# Activity:
Everything in the listing except the pictures should be written out exactly.

# Material provided:

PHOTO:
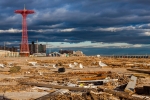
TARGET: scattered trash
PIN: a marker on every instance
(131, 85)
(61, 70)
(102, 64)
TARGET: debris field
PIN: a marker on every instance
(74, 78)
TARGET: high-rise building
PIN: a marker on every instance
(37, 48)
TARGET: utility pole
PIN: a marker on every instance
(4, 49)
(37, 45)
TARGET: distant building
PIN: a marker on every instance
(66, 51)
(13, 49)
(78, 53)
(37, 48)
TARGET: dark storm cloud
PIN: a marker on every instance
(78, 20)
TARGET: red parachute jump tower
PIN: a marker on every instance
(24, 48)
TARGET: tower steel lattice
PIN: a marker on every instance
(24, 47)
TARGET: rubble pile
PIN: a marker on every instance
(92, 82)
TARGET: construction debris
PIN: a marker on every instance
(55, 79)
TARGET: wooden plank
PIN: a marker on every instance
(55, 86)
(120, 94)
(45, 97)
(131, 85)
(140, 70)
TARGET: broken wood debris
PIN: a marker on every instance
(131, 85)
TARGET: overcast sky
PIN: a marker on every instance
(85, 23)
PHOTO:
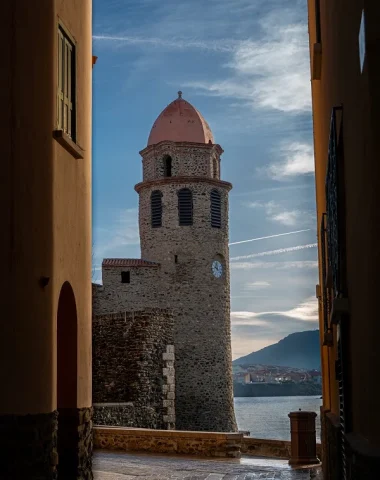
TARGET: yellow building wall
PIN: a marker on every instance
(321, 129)
(46, 204)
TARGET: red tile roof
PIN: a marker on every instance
(128, 262)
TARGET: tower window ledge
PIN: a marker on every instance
(340, 309)
(68, 144)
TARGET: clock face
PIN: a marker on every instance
(217, 269)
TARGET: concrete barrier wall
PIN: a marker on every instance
(207, 444)
(258, 447)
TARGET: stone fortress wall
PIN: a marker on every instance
(133, 369)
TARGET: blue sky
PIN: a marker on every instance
(244, 64)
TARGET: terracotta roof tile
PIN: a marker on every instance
(128, 262)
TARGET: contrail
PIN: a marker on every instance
(270, 236)
(275, 252)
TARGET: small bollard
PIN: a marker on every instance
(303, 438)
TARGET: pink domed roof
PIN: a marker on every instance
(180, 122)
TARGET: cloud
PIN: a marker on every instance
(269, 236)
(298, 264)
(122, 232)
(272, 73)
(258, 285)
(298, 159)
(306, 311)
(276, 213)
(172, 43)
(275, 252)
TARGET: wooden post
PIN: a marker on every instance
(303, 438)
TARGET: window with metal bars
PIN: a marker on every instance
(125, 277)
(167, 166)
(185, 207)
(215, 209)
(215, 164)
(66, 114)
(156, 208)
(318, 21)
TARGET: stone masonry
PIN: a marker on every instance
(176, 273)
(133, 369)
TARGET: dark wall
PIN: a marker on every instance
(343, 83)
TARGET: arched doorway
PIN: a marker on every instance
(67, 369)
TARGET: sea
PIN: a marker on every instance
(267, 417)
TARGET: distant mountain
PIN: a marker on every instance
(298, 350)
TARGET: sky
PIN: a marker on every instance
(244, 65)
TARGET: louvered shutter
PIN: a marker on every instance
(185, 207)
(156, 208)
(216, 209)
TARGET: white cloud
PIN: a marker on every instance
(172, 43)
(123, 232)
(256, 285)
(298, 159)
(272, 73)
(298, 264)
(247, 318)
(288, 218)
(305, 311)
(275, 252)
(276, 213)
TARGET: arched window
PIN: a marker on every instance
(167, 166)
(156, 208)
(185, 207)
(216, 209)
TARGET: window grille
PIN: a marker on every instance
(125, 277)
(66, 115)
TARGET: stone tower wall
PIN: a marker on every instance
(133, 369)
(200, 302)
(143, 291)
(187, 160)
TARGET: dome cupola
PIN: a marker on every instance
(180, 122)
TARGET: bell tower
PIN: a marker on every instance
(183, 220)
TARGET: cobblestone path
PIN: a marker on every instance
(126, 466)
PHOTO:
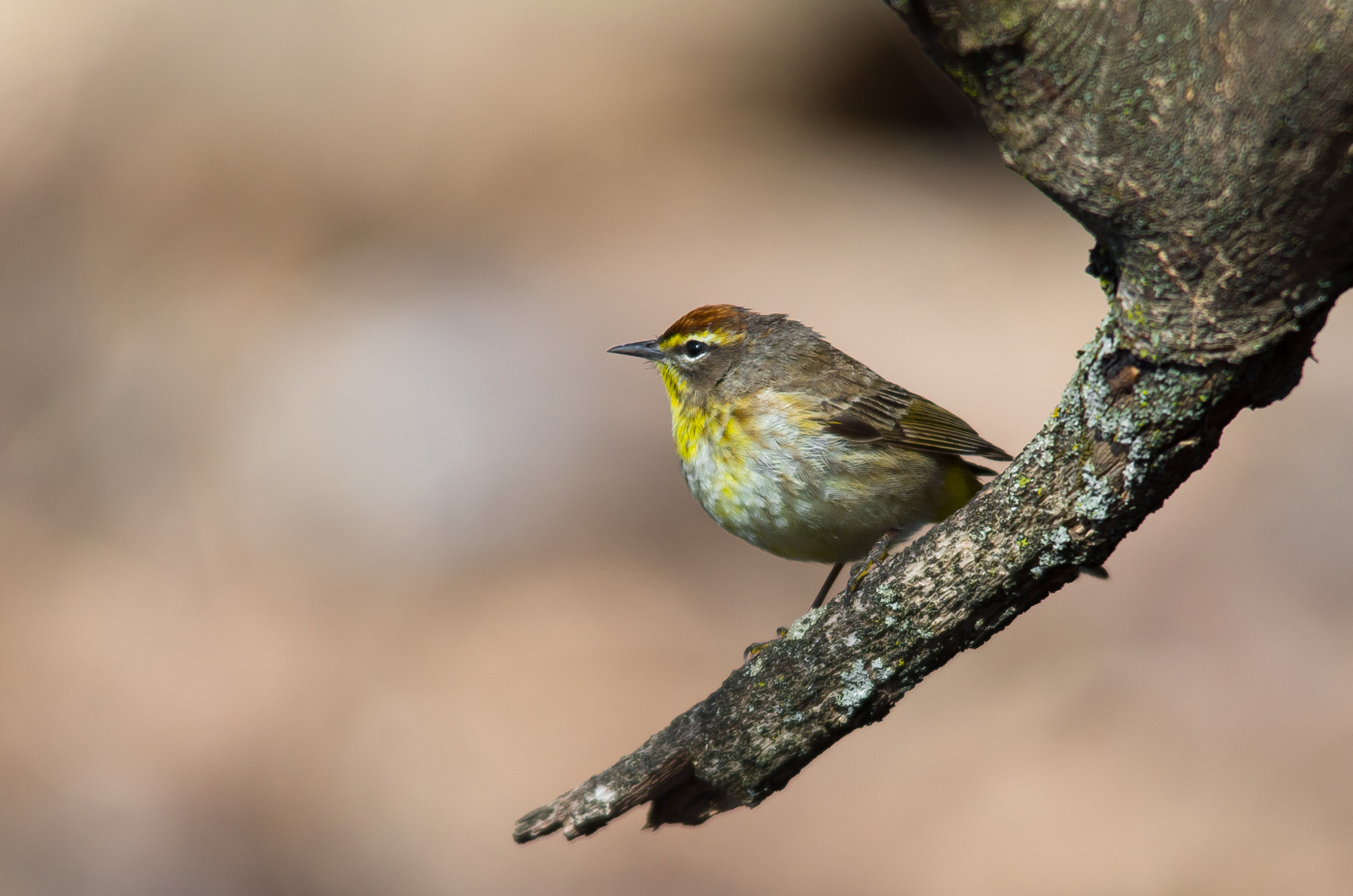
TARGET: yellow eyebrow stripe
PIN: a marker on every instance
(713, 338)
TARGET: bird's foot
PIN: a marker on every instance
(759, 646)
(876, 555)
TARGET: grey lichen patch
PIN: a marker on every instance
(1055, 552)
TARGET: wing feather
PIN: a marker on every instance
(892, 414)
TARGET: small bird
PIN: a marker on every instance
(798, 448)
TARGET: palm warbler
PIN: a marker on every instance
(798, 448)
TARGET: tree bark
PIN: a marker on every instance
(1209, 148)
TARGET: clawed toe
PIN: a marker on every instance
(759, 646)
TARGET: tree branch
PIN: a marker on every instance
(1209, 150)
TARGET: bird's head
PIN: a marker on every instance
(698, 351)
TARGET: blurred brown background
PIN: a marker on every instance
(333, 540)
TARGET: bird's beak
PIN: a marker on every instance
(649, 351)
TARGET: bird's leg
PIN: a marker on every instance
(827, 585)
(874, 558)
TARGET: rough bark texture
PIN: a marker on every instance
(1207, 148)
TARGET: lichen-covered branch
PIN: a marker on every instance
(1210, 150)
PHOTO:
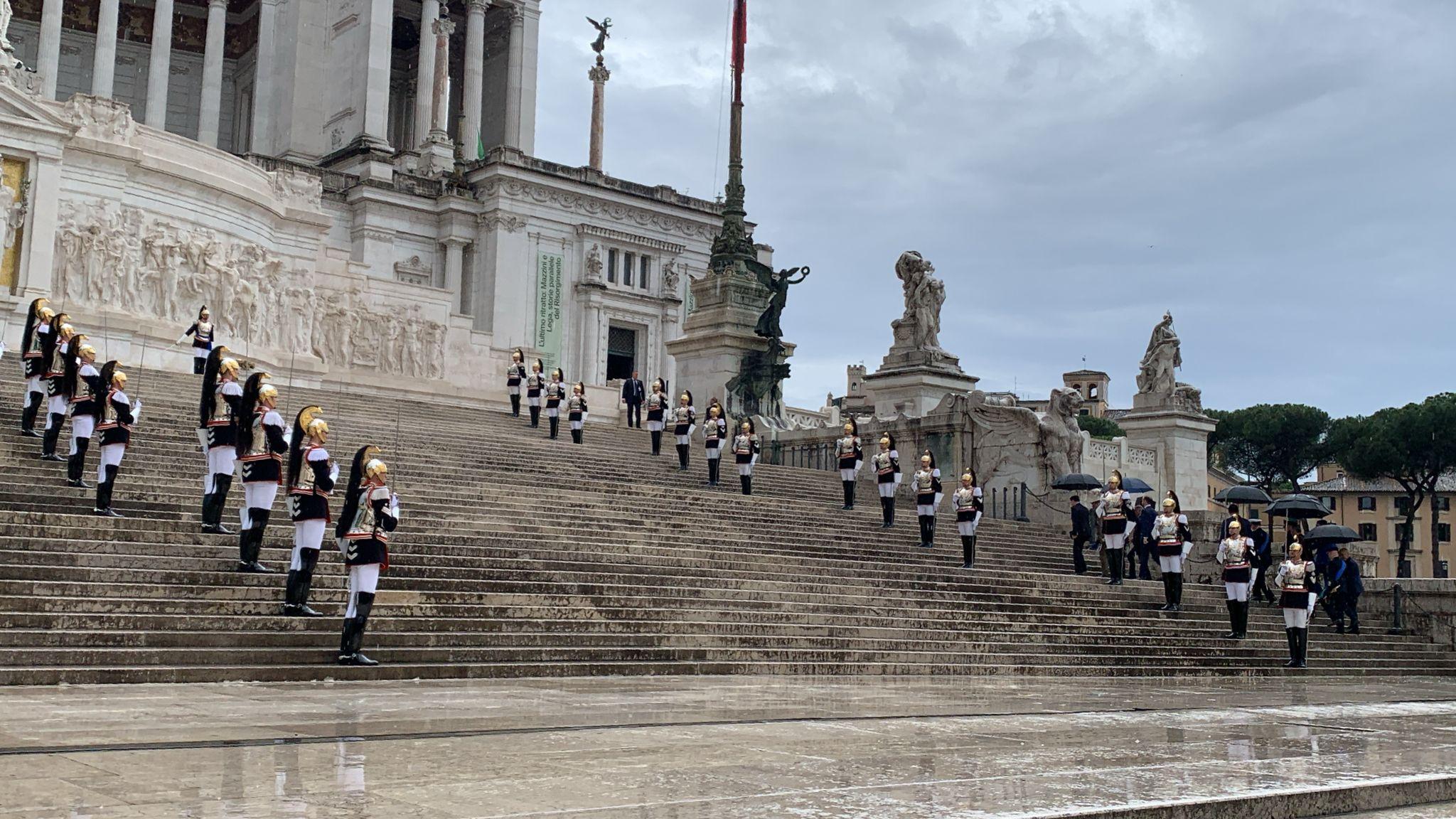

# Response to this task:
PHOTO:
TARGET: scattered trash
PIN: a marker on every instance
(131, 85)
(61, 70)
(102, 64)
TARGET: debris field
PIN: a marker on every instance
(74, 78)
TARGET: high-rise building
PIN: a marker on every instance
(37, 48)
TARGET: utility pole
PIN: a marker on every instance
(4, 49)
(37, 45)
TARGET: distant building
PIN: a marker on every instance
(66, 51)
(13, 49)
(78, 53)
(37, 48)
TARGET: dark storm cloud
PIN: a marker on every instance
(78, 20)
TARGET: red parachute jump tower
PIN: a marker on every instance
(24, 48)
TARGET: tower steel lattice
PIN: a marker on every instance
(24, 47)
TARGET: rubble pile
PIN: a marker on every instance
(92, 82)
TARGET: construction debris
PIN: a marker on every instance
(55, 79)
TARGET: wooden plank
PIN: a marker on every instance
(55, 86)
(120, 94)
(45, 97)
(131, 85)
(140, 70)
TARGET: broken wood debris
PIN: a marker on every instance
(131, 85)
TARGET: overcast sky
PIN: a marker on every instance
(85, 23)
PHOTO:
TARGET: yellow building wall
PIN: a marker on every instance
(321, 129)
(46, 204)
TARGET: red tile roof
PIN: a marker on every instance
(128, 262)
TARGET: tower window ledge
PIN: a marker on every instance
(340, 309)
(68, 144)
TARGET: clock face
PIN: a marker on every instance
(217, 269)
TARGET: concrete barrier wall
PIN: a marker on every instance
(207, 444)
(258, 447)
TARGET: stone fortress wall
PIN: a marker on every instance
(133, 369)
TARGET: blue sky
PIN: a marker on every instance
(244, 64)
TARGET: terracotta roof tile
PIN: a marker on every instance
(128, 262)
TARGET: contrail
PIN: a marker on every instance
(270, 236)
(275, 252)
TARGET: small bollard
PIN: a marker on every instance
(303, 438)
TARGET: pink domed roof
PIN: a marker on every instance
(180, 122)
TARGET: cloud
PIN: a marker on every instance
(269, 236)
(298, 264)
(122, 232)
(272, 73)
(258, 285)
(298, 159)
(306, 311)
(276, 213)
(172, 43)
(275, 252)
TARGET: wooden post
PIN: a marker on every instance
(303, 438)
TARGET: window with metal bars
PIN: a marker on every instance
(125, 277)
(167, 166)
(185, 207)
(215, 209)
(215, 164)
(66, 114)
(156, 208)
(318, 21)
TARGET: stone masonry
PIN: a marker on every instance
(176, 273)
(133, 369)
TARGET: dark wall
PIN: a marker on every instance
(343, 83)
TARGET: arched doorway
PIN: a marker on every instance
(67, 369)
TARGET: sea
PIN: a marker on every instance
(267, 417)
TARGET: distant mountain
PIN: a marker on every instance
(298, 350)
TARGET: sky
PIN: a marker on every instance
(244, 65)
TARGET: louvered shutter
PIN: a marker on every instance
(185, 207)
(156, 208)
(216, 209)
TARGET: white cloud
PIN: a marker on every instance
(172, 43)
(123, 232)
(256, 285)
(298, 159)
(272, 73)
(298, 264)
(247, 318)
(288, 218)
(305, 311)
(275, 252)
(276, 213)
TARGET: arched window
PIN: a marker on every instance
(167, 166)
(156, 208)
(185, 207)
(216, 209)
TARGET: window grille
PIN: a marker on every instance
(125, 277)
(66, 115)
TARGET: stone tower wall
PIN: a marker on every instance
(133, 369)
(200, 302)
(143, 291)
(187, 160)
TARGET: dome cupola
PIN: a marker on every instance
(180, 122)
TARGET: bell tower
PIN: a marker on every instance
(183, 220)
TARGET: cobblestone path
PIN: a marker on every instance
(126, 466)
PHOTO:
TARGET: yellow eyebrow stripe
PIN: a marker on every instance
(713, 338)
TARGET: bird's foot
PIN: a marker on every instance
(759, 646)
(876, 555)
TARGET: grey lichen patch
PIN: a marker on every instance
(1055, 552)
TARGET: wing feather
PIN: a marker on every instance
(892, 414)
TARGET: small bird
PIN: a marker on every instance
(798, 448)
TARGET: palm warbler
PIN: a marker on every instance
(798, 448)
TARGET: tree bark
PIN: a marker on every instance
(1209, 148)
TARGET: clawed toe
PIN: a marker on every instance
(759, 646)
TARGET: tree branch
PIN: a marker on every instance
(1209, 150)
TARGET: bird's head
PIN: a marker on every instance
(698, 351)
TARGET: blurred brown background
PIN: a marker on every instance
(333, 540)
TARGET: bird's beak
PIN: a marker on every instance
(649, 351)
TARGET: bird's leg
PIN: a marker on every instance
(827, 585)
(874, 558)
TARGET: rough bark texture
PIN: a marker on every instance
(1207, 148)
TARGET: lichen-covered branch
PIN: a marker on every instance
(1210, 150)
PHOTO:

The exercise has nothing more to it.